WHAT YOU HAVE TO DO ->
Answer these questions using the passage on global warming below.
(a) What source does the passage name for the most accurate measurements of monthly mean global temperatures?
(b) How did the 1997 satellite temperature rank among the 19 years of satellite readings?
(c) What method established the 3,000-year mean that present temperatures fall below?

PASSAGE PROVIDED ->
The Union of Concerned Scientists (UCS) and other activist groups are engaged in an intense media campaign to publicize a wide variety of purely hypothetical catastrophes: landslides, wildfires, loss of fisheries, hurricanes, forest diebacks, desertification, coastal flooding, a massive decrease in the volume of water in the Great Lakes, the sudden freezing of Europe due to an abrupt shutdown of currents in the North Atlantic, etc.
All scenarios are predicated on the assumption that the Earth is warming because of human activities that increase atmospheric concentration of greenhouse gases such as carbon dioxide, methane, nitrous oxide, and three synthetic ``fully fluorinated compounds'' used in various manufacturing processes. If the Earth is not warming, the entire rationale crumbles
-hence, the obvious importance of actually measuring the temperature as well as the parameters that could affect it.While there is a close correlation between global temperature fluctuations and solar magnetic activity between 1750 and the present (New York Times 9/23/97), most of the warming trend of the past century preceded the increase in atmospheric CO2 (Wall St J 12/4/97) and could not have been caused by it. Moreover, the most accurate measurements of monthly mean global temperatures, those from orbiting satellites, actually show a slight cooling trend between 1979 (when measurements began) and 1997. (An excellent graphical summary is provided in Access to Energy, Nov 1997, PO Box 1250, Cave Junction, OR 97523.) It is crucial for Kyoto Treaty advocates to discredit the satellite data (see DDP Newsletter, Sept 1997).
``You can take the temperature in the mouth or the armpit,'' stated Robert Quayle, chief of the global climate laboratory at Ashville, NC. The ``Government scientists'' who stated that the 1997 average surface temperature was the highest ever reported possibly consider satellite temperatures to be the equivalent of the highly inaccurate axillary temperature, for the 1997 satellite temperature was the eighth coolest in 19 years (William K. Stevens, NY Times 1/9/98).
The 1990s may have been ``the world's warmest decade since people began measuring temperatures with thermometers in the mid-19th century.'' However, though the Earth has been experiencing a 300-year warming trend from the Little Ice Age, present temperatures are below the 3,000-year mean as determined by isotope ratios in marine organism remains from sediments in the Sargasso Sea.

EXTRACTED ENTRIES ->
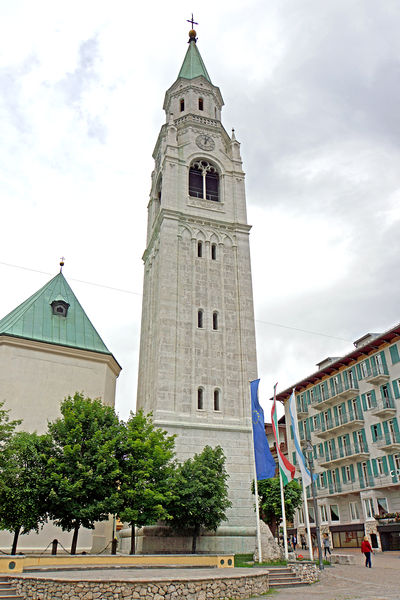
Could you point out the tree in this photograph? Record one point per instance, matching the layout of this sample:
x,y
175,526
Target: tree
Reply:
x,y
146,472
23,484
85,466
269,494
6,426
201,493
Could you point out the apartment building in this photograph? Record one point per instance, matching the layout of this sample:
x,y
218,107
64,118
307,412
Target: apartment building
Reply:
x,y
350,411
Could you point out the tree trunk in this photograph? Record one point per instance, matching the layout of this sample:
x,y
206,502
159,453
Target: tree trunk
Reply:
x,y
133,540
15,541
196,534
75,537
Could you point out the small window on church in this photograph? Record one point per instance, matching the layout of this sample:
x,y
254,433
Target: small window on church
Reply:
x,y
60,308
203,181
217,397
200,399
215,321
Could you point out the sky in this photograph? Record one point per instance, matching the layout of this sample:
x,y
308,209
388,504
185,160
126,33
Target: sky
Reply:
x,y
312,89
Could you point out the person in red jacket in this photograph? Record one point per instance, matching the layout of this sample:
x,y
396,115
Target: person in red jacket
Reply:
x,y
366,549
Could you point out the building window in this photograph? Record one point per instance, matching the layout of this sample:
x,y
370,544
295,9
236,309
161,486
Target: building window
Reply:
x,y
203,181
324,513
354,513
200,399
215,321
334,512
59,308
369,508
382,506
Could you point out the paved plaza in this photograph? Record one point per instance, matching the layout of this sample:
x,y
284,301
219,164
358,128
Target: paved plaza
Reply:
x,y
352,582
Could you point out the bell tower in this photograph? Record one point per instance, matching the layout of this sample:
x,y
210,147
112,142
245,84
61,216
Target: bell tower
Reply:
x,y
197,347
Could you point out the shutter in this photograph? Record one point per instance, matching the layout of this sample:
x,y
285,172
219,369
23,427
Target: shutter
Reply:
x,y
394,354
392,468
364,402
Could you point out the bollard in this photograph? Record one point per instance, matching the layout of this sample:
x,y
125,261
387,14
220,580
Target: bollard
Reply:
x,y
114,545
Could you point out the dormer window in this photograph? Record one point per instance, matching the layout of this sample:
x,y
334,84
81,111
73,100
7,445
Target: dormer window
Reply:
x,y
59,308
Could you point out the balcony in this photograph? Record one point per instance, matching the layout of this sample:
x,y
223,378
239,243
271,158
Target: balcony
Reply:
x,y
390,442
384,408
342,424
378,376
341,393
345,455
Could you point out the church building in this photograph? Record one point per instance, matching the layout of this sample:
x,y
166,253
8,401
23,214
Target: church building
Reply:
x,y
49,349
197,349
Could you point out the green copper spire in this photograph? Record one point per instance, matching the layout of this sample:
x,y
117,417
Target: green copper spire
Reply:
x,y
193,65
53,315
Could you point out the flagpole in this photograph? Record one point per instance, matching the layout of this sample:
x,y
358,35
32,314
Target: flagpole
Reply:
x,y
307,520
284,517
256,493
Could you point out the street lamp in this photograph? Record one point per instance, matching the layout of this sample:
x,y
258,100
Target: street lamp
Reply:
x,y
309,449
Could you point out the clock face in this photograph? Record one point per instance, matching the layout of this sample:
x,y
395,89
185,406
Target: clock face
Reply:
x,y
205,142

EXPECTED OUTPUT ->
(a) Orbiting satellites.
(b) It was the eighth coolest in 19 years.
(c) Isotope ratios in marine organism remains from sediments in the Sargasso Sea.